**About this task**
Down to the last line, retype the records below exactly and skip the pictures.

===============

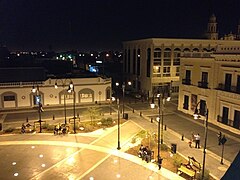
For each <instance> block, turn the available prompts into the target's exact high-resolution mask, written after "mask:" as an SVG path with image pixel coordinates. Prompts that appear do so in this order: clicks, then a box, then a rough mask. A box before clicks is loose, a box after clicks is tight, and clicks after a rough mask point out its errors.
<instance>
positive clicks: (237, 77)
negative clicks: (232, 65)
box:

===============

**Worked solution**
For each <instance> block, turn the available prompts into the target's exact high-resolution mask, written after "mask:" as an SVG path with image pixel coordinates. Prompts that appear do so in this order: clicks, then a box, then a rough mask. A box before clicks is loose, a box after clicks is tight, and clicks after a rough mask point out its errors.
<instance>
positive clicks: (237, 77)
negative clicks: (232, 65)
box:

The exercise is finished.